--- Page excerpt ---
# # #
“The state of our state is brimming with promise.”
With this statement, Gov. Greg Abbott opened his biennial State of the State address on Monday evening.
Normally delivered in the Texas Capitol to a joint session of the House and Senate, this year’s address was much different. Instead, Abbott gave his address on primetime, syndicated through the state, from Visionary Fiber Technologies in Lockhart.
During the speech, Abbott issued five emergency items for the state Legislature to address:
- Expanding rural broadband access
- Prevent local defunding of police
- Bail reform
- Election integrity
- Liability protection from COVID-related lawsuits
Expanding broadband access, Abbott said before announcing his first emergency item, is “not a luxury. It is an essential tool that must be available for all Texas.”
Abbott also placed a focus on public safety, following up on repeated calls he has made in recent months for legislation to prevent cities from cutting police funding. Additionally, he said public safety was at risk “because of a broken bail system that recklessly allows dangerous criminals back onto the streets.”
# # #
Saved entries:
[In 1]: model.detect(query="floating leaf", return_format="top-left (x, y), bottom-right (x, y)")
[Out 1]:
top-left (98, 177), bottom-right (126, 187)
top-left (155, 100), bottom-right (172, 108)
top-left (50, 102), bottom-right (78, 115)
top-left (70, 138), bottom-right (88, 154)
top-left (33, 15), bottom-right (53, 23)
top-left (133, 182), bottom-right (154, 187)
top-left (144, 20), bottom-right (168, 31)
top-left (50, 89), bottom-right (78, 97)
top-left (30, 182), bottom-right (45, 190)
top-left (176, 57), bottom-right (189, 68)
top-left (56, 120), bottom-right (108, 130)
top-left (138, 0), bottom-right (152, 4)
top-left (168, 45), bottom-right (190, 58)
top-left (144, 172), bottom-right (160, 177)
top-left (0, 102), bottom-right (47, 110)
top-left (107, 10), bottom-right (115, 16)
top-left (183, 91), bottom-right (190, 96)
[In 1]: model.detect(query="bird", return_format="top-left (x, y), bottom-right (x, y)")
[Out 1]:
# # #
--- Requirement A ---
Answer these questions using the State of the State article:
(i) From where did Abbott deliver this year's address?
(ii) How many emergency items did Abbott issue for the Legislature?
(iii) What did Abbott say expanding broadband access is not?
--- Requirement B ---
Copy the State of the State article word for word from "With this statement, Gov." to "Technologies in Lockhart.".

--- Your response A ---
(i) Visionary Fiber Technologies in Lockhart
(ii) Five
(iii) A luxury

--- Your response B ---
With this statement, Gov. Greg Abbott opened his biennial State of the State address on Monday evening.
Normally delivered in the Texas Capitol to a joint session of the House and Senate, this year’s address was much different. Instead, Abbott gave his address on primetime, syndicated through the state, from Visionary Fiber Technologies in Lockhart.